**Work required:**
Only the lines from the one containing "Reviewer note: verify one keypoint per instance of the water" through the end of the material are to be echoed, each exactly as it appears.

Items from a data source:

···

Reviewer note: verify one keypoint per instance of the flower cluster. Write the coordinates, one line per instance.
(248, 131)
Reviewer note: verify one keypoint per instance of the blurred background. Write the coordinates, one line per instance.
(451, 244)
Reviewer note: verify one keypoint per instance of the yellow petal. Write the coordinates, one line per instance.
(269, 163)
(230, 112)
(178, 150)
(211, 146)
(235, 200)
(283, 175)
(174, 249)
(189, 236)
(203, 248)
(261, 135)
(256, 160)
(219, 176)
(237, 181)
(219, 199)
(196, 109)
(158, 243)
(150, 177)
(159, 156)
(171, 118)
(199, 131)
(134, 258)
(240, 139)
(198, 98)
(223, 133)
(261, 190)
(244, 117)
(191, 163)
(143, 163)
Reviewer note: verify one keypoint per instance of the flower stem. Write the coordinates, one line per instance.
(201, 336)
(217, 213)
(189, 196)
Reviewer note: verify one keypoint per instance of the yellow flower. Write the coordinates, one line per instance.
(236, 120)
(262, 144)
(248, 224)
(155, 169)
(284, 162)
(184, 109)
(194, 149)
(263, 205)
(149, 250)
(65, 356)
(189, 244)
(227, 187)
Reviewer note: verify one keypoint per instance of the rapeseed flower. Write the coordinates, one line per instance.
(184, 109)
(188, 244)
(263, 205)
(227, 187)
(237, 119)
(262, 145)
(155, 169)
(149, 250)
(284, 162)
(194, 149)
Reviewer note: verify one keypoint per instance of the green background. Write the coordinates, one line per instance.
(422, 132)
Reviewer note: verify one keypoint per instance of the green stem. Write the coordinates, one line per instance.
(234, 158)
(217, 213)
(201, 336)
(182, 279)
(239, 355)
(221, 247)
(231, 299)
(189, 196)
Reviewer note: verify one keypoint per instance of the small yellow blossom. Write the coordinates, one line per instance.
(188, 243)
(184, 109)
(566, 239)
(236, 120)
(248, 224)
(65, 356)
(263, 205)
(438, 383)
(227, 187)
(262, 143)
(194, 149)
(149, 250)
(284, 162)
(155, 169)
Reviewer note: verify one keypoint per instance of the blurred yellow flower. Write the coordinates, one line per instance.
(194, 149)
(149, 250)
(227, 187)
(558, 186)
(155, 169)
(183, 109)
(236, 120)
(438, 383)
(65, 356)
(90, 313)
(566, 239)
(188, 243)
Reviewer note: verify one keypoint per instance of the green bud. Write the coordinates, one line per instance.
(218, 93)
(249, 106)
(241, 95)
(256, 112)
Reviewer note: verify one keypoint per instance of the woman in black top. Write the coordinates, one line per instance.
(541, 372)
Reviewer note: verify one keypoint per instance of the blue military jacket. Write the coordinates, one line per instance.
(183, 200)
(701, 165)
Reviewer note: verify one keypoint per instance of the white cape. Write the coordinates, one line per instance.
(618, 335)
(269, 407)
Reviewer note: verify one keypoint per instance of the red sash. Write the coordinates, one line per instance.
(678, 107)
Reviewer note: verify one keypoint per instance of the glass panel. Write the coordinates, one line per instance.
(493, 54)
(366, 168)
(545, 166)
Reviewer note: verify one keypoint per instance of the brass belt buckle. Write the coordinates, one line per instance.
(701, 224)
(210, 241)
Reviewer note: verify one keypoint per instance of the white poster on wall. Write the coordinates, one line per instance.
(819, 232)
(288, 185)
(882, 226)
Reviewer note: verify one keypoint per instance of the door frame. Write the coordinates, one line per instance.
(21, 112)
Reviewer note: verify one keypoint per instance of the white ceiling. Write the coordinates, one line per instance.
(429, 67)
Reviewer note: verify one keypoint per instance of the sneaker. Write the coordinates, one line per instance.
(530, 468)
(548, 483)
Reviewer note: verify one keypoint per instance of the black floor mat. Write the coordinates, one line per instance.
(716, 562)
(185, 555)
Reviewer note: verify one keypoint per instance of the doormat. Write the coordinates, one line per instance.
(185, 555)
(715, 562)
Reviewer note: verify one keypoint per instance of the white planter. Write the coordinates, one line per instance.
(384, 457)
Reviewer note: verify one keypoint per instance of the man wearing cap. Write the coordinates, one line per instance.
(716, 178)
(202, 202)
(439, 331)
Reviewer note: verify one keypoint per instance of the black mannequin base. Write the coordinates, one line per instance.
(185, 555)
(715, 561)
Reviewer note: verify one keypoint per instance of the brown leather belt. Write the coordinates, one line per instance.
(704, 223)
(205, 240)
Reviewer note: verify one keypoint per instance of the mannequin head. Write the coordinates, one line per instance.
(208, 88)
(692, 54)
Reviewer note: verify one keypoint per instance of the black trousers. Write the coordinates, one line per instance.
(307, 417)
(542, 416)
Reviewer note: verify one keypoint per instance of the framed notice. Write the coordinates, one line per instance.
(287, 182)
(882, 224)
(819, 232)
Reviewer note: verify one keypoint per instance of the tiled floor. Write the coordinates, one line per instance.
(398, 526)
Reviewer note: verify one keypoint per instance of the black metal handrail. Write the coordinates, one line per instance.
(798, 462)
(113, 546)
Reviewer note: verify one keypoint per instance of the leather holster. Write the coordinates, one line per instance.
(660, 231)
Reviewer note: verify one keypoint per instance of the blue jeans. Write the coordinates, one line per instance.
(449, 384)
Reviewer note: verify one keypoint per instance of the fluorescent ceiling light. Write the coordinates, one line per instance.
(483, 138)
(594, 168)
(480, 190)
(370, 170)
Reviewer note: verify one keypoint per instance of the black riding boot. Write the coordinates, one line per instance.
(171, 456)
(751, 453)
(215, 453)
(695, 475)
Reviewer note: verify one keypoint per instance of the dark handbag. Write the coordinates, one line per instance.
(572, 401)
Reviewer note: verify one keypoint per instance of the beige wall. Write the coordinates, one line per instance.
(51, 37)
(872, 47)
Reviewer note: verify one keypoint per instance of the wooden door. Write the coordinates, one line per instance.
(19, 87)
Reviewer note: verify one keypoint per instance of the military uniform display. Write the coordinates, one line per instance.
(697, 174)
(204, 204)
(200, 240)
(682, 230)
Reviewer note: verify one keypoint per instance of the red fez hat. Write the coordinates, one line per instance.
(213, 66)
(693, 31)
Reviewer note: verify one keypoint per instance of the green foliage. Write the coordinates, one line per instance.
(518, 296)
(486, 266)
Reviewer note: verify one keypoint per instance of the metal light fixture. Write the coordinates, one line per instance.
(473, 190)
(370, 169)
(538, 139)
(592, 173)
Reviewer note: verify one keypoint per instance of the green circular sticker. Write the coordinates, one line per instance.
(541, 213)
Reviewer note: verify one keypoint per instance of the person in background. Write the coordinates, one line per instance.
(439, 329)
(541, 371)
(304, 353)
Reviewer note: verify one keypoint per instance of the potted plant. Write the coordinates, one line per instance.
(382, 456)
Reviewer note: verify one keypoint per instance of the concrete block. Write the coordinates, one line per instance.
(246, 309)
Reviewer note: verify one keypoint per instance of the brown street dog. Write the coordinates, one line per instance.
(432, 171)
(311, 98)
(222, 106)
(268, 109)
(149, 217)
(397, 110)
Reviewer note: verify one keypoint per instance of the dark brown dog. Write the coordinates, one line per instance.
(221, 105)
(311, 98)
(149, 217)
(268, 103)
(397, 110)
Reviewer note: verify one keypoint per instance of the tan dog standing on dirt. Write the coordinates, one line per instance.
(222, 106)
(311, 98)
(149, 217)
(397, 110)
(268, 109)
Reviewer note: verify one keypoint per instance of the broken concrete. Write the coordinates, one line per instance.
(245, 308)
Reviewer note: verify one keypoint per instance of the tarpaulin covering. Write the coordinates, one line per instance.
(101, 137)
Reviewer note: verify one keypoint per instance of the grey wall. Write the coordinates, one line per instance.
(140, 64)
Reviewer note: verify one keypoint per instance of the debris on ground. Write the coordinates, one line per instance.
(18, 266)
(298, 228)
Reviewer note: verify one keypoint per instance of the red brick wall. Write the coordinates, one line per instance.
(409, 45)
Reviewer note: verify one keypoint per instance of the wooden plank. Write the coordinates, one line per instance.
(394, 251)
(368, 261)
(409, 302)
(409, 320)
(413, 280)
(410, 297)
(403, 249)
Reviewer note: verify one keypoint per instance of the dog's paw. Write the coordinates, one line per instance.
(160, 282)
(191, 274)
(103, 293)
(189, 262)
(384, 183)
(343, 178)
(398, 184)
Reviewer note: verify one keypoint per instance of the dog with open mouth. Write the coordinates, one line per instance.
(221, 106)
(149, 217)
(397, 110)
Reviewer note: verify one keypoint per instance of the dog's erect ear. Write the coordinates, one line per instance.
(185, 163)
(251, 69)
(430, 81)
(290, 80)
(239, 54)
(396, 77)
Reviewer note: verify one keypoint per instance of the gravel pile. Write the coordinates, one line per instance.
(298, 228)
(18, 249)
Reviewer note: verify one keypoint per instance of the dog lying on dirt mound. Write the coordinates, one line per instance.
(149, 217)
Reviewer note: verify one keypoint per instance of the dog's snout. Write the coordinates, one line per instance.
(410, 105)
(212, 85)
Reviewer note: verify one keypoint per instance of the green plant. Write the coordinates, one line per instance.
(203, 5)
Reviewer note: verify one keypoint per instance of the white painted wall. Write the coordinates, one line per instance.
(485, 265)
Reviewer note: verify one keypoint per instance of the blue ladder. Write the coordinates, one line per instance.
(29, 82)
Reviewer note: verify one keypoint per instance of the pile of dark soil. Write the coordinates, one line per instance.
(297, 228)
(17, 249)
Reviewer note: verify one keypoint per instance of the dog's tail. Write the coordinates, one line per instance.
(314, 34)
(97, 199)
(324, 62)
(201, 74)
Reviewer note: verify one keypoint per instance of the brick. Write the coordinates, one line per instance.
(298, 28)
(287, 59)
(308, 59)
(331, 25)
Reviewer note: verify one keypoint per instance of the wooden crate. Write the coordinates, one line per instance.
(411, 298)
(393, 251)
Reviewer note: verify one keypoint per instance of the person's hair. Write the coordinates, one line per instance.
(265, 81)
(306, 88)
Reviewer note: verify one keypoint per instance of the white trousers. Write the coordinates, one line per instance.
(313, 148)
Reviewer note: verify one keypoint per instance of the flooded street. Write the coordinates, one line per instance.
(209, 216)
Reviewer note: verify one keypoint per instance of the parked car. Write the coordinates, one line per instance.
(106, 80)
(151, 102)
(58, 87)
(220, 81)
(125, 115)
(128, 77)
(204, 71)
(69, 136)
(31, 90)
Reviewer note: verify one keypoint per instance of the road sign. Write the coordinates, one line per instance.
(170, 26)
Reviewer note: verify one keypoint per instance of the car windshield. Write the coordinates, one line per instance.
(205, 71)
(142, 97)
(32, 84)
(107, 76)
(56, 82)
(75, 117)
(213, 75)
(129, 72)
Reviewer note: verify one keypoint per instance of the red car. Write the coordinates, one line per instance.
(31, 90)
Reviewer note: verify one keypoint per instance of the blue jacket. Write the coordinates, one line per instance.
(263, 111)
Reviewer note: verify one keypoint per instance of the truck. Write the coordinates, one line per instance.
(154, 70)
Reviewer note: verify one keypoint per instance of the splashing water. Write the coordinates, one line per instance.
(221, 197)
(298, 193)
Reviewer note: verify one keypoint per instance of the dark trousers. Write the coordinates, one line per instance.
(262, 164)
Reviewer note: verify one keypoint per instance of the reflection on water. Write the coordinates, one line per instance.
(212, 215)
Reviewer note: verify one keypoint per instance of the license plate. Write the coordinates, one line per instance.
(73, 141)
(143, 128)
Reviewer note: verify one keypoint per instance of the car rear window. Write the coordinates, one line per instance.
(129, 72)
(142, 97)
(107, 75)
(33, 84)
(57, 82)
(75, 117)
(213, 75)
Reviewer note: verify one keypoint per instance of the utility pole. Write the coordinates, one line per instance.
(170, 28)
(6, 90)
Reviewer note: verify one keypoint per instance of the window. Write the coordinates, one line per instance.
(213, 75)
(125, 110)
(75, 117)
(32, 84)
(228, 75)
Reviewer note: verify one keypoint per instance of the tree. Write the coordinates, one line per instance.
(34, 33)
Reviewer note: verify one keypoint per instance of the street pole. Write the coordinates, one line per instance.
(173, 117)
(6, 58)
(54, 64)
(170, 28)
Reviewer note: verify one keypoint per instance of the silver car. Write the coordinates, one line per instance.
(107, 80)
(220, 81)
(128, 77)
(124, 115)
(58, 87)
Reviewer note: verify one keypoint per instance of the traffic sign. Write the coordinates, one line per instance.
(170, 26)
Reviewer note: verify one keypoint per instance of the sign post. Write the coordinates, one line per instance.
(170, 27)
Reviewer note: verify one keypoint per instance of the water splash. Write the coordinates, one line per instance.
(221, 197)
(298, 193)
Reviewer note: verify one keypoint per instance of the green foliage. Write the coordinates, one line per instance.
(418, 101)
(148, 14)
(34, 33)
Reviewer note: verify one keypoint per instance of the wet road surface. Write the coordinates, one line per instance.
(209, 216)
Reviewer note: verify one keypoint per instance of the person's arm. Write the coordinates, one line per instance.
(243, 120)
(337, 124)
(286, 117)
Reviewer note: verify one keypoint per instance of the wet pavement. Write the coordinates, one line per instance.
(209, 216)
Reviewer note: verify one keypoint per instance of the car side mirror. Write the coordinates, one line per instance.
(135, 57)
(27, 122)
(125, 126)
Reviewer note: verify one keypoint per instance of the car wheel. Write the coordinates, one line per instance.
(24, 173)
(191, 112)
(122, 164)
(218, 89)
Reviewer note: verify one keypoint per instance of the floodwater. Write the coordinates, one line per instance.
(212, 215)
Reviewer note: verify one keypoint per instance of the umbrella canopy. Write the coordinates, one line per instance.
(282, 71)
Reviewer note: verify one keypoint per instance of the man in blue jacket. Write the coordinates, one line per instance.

···

**Reply:**
Reviewer note: verify one keypoint per instance of the water splash. Write the coordinates, one line per instance.
(221, 197)
(298, 193)
Reviewer note: verify one keypoint per instance of the green foliage. Write the coordinates, one line per instance.
(418, 101)
(148, 14)
(34, 33)
Reviewer note: verify one keypoint per instance of the wet road surface. Write the coordinates, one line per instance.
(209, 216)
Reviewer note: verify one keypoint per instance of the person's arm. Write the coordinates, one line per instance.
(243, 120)
(337, 124)
(286, 117)
Reviewer note: verify one keypoint per instance of the wet pavement. Write the coordinates, one line per instance.
(209, 216)
Reviewer note: verify one keypoint per instance of the car side mirror. Write the coordinates, one line per instance.
(135, 57)
(27, 122)
(125, 126)
Reviewer note: verify one keypoint per instance of the car wheel. Write the coordinates, one line per instance.
(24, 173)
(191, 112)
(122, 164)
(218, 89)
Reviewer note: verify one keypoint per instance of the floodwater. Write the coordinates, one line per instance.
(212, 215)
Reviewer note: verify one keypoint per instance of the umbrella canopy. Write the coordinates, one line per instance.
(282, 71)
Reviewer note: verify one keypoint per instance of the man in blue jacket. Write the coordinates, one line per instance.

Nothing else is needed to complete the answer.